_INSTRUCTION_.
Render all of the records below as a Markdown table with two columns, Index and Entry. Number each row and put one line of the records per row, leaving out blank lines.

===== ENTRIES SUPPLIED

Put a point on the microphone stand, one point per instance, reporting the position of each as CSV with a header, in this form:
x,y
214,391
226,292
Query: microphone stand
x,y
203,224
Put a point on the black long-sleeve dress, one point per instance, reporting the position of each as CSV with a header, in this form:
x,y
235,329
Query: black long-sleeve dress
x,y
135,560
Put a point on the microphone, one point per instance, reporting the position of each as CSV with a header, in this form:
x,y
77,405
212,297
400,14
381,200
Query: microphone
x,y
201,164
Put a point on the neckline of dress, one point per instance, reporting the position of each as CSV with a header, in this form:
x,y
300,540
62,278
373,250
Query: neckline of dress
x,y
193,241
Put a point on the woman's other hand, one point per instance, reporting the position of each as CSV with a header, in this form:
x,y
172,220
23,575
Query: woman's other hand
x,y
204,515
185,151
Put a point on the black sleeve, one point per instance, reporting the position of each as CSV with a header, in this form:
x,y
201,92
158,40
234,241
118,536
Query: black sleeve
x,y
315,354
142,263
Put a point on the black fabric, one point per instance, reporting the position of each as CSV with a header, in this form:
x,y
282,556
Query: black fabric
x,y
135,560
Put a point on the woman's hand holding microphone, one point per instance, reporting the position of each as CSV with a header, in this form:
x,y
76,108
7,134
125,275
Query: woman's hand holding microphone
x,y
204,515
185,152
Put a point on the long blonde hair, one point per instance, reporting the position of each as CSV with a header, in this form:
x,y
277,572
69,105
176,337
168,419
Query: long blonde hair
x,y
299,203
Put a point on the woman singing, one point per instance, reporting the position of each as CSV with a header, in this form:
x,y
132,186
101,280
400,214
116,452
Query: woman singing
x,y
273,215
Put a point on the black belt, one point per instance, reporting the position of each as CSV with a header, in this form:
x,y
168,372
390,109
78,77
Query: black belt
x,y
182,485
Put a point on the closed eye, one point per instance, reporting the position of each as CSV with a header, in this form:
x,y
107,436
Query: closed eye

==========

_RESPONSE TO THE TASK_.
| Index | Entry |
|---|---|
| 1 | Put a point on the microphone stand, one point per instance, reporting the position of each as CSV with a header, in this form: |
| 2 | x,y |
| 3 | 214,391 |
| 4 | 226,292 |
| 5 | Query: microphone stand |
| 6 | x,y |
| 7 | 203,224 |
| 8 | Put a point on the black long-sleeve dress, one point per instance, reporting the position of each as CSV with a header, in this form: |
| 9 | x,y |
| 10 | 235,329 |
| 11 | Query: black long-sleeve dress |
| 12 | x,y |
| 13 | 135,560 |
| 14 | Put a point on the microphone, one point per instance, reporting the position of each as CSV with a header, in this form: |
| 15 | x,y |
| 16 | 77,405 |
| 17 | 212,297 |
| 18 | 400,14 |
| 19 | 381,200 |
| 20 | Query: microphone |
| 21 | x,y |
| 22 | 201,164 |
| 23 | Put a point on the neckline of dress, one point per instance, reporting the position of each as CSV with a header, in this form: |
| 24 | x,y |
| 25 | 300,540 |
| 26 | 62,278 |
| 27 | 373,250 |
| 28 | Query: neckline of dress |
| 29 | x,y |
| 30 | 193,241 |
| 31 | Put a point on the woman's other hand, one point per instance, reporting the position of each as CSV with a header, in this form: |
| 32 | x,y |
| 33 | 172,220 |
| 34 | 23,575 |
| 35 | Query: woman's other hand |
| 36 | x,y |
| 37 | 204,515 |
| 38 | 185,151 |
| 39 | Put a point on the black sleeve, one point per instance, reporting the position of each as CSV with a header, in this form: |
| 40 | x,y |
| 41 | 201,92 |
| 42 | 158,40 |
| 43 | 234,241 |
| 44 | 118,536 |
| 45 | Query: black sleeve |
| 46 | x,y |
| 47 | 315,354 |
| 48 | 142,263 |
| 49 | Put a point on the black fabric, one point per instance, reporting the position of each as CSV with a header, in this form: |
| 50 | x,y |
| 51 | 282,556 |
| 52 | Query: black fabric |
| 53 | x,y |
| 54 | 135,560 |
| 55 | Put a point on the woman's hand holding microphone, one point per instance, reporting the position of each as CSV with a header, in this form: |
| 56 | x,y |
| 57 | 76,108 |
| 58 | 7,134 |
| 59 | 125,275 |
| 60 | Query: woman's hand holding microphone |
| 61 | x,y |
| 62 | 204,515 |
| 63 | 185,152 |
| 64 | Put a point on the long blonde hair, one point per instance, reporting the position of each as CSV with a header, in this form: |
| 65 | x,y |
| 66 | 277,572 |
| 67 | 69,105 |
| 68 | 176,337 |
| 69 | 168,419 |
| 70 | Query: long blonde hair |
| 71 | x,y |
| 72 | 299,203 |
| 73 | Put a point on the woman singing, one point per instance, reporting the position of each as CSV with a header, in this form: |
| 74 | x,y |
| 75 | 132,186 |
| 76 | 101,280 |
| 77 | 400,214 |
| 78 | 116,452 |
| 79 | Query: woman singing |
| 80 | x,y |
| 81 | 273,215 |
| 82 | Put a point on the black belt, one point per instance, reporting the position of each as CSV with a header, in this form: |
| 83 | x,y |
| 84 | 168,372 |
| 85 | 390,109 |
| 86 | 78,77 |
| 87 | Query: black belt |
| 88 | x,y |
| 89 | 182,485 |
| 90 | Put a point on the closed eye, one point per instance, reporting the position of each as CSV with a header, in this form: |
| 91 | x,y |
| 92 | 107,436 |
| 93 | Query: closed eye |